EXERCISE TASK. Update the material that follows by replacing "one point per instance" with "one point for each instance" throughout and leaving everything else unchanged.

DATA PROVIDED.
------------------------------

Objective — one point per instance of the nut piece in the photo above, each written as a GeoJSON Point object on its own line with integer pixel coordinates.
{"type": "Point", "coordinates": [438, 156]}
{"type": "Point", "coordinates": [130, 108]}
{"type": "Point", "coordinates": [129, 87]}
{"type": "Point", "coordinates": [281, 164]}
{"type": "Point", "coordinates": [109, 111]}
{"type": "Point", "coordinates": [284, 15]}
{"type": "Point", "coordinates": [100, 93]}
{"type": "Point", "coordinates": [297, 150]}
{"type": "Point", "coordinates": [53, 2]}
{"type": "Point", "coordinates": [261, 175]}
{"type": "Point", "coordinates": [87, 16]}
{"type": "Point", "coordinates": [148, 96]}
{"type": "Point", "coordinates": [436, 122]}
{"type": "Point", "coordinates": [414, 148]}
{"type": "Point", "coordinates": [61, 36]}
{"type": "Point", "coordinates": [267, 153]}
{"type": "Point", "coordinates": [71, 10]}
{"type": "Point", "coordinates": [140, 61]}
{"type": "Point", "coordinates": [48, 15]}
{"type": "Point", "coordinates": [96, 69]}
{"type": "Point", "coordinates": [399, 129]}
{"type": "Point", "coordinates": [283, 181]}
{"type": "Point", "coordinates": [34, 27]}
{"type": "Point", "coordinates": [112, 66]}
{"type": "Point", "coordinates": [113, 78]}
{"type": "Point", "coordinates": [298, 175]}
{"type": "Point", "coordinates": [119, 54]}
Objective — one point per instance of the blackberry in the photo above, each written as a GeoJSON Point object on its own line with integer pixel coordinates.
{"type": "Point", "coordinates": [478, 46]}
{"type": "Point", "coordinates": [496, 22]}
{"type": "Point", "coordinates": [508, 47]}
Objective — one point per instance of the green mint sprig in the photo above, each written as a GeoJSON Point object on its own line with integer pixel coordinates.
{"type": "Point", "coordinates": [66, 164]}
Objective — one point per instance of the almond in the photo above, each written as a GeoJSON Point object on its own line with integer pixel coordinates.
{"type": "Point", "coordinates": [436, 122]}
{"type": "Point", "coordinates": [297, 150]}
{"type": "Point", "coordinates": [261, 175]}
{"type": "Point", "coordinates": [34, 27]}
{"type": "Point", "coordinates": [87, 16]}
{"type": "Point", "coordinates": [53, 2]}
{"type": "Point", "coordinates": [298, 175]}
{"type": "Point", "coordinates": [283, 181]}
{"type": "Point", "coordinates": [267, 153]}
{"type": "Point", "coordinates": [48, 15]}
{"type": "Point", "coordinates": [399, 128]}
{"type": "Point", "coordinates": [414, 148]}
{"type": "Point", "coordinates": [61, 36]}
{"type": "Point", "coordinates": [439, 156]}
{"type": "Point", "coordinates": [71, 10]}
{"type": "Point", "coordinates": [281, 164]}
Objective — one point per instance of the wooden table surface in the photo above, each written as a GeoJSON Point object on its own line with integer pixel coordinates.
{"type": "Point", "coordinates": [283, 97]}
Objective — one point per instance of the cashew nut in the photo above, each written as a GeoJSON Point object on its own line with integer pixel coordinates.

------------------------------

PROBLEM SOLUTION.
Objective — one point for each instance of the nut piece in the photo above, each written as a GeoJSON Point object on its own line with integer pixel coordinates.
{"type": "Point", "coordinates": [438, 156]}
{"type": "Point", "coordinates": [130, 108]}
{"type": "Point", "coordinates": [129, 87]}
{"type": "Point", "coordinates": [281, 164]}
{"type": "Point", "coordinates": [109, 111]}
{"type": "Point", "coordinates": [284, 15]}
{"type": "Point", "coordinates": [100, 93]}
{"type": "Point", "coordinates": [297, 150]}
{"type": "Point", "coordinates": [53, 2]}
{"type": "Point", "coordinates": [261, 175]}
{"type": "Point", "coordinates": [87, 16]}
{"type": "Point", "coordinates": [148, 96]}
{"type": "Point", "coordinates": [436, 122]}
{"type": "Point", "coordinates": [414, 148]}
{"type": "Point", "coordinates": [61, 36]}
{"type": "Point", "coordinates": [267, 153]}
{"type": "Point", "coordinates": [71, 10]}
{"type": "Point", "coordinates": [140, 61]}
{"type": "Point", "coordinates": [48, 15]}
{"type": "Point", "coordinates": [96, 69]}
{"type": "Point", "coordinates": [399, 129]}
{"type": "Point", "coordinates": [283, 181]}
{"type": "Point", "coordinates": [34, 27]}
{"type": "Point", "coordinates": [112, 66]}
{"type": "Point", "coordinates": [113, 78]}
{"type": "Point", "coordinates": [298, 175]}
{"type": "Point", "coordinates": [119, 54]}
Objective — one point for each instance of the blackberry in the photo above, each written as a GeoJSON Point object on its own line with integer pixel coordinates.
{"type": "Point", "coordinates": [478, 46]}
{"type": "Point", "coordinates": [496, 22]}
{"type": "Point", "coordinates": [508, 47]}
Objective — one point for each instance of the green mint sprig in the photo above, each written as a GeoJSON Point object on its own line with integer pixel coordinates.
{"type": "Point", "coordinates": [66, 164]}
Objective — one point for each instance of the almond in the photo above, each written as a GeoJSON Point object on its own line with integer pixel coordinates.
{"type": "Point", "coordinates": [436, 122]}
{"type": "Point", "coordinates": [297, 150]}
{"type": "Point", "coordinates": [261, 175]}
{"type": "Point", "coordinates": [34, 27]}
{"type": "Point", "coordinates": [87, 16]}
{"type": "Point", "coordinates": [53, 2]}
{"type": "Point", "coordinates": [298, 175]}
{"type": "Point", "coordinates": [283, 181]}
{"type": "Point", "coordinates": [267, 153]}
{"type": "Point", "coordinates": [48, 15]}
{"type": "Point", "coordinates": [399, 128]}
{"type": "Point", "coordinates": [414, 148]}
{"type": "Point", "coordinates": [61, 36]}
{"type": "Point", "coordinates": [439, 156]}
{"type": "Point", "coordinates": [71, 10]}
{"type": "Point", "coordinates": [281, 164]}
Objective — one point for each instance of the wooden table surface in the photo above, each written as a GeoJSON Point object on its own line with integer pixel coordinates.
{"type": "Point", "coordinates": [283, 97]}
Objective — one point for each instance of the cashew nut in the photo above, each written as a GeoJSON Point object on its own line with integer pixel coordinates.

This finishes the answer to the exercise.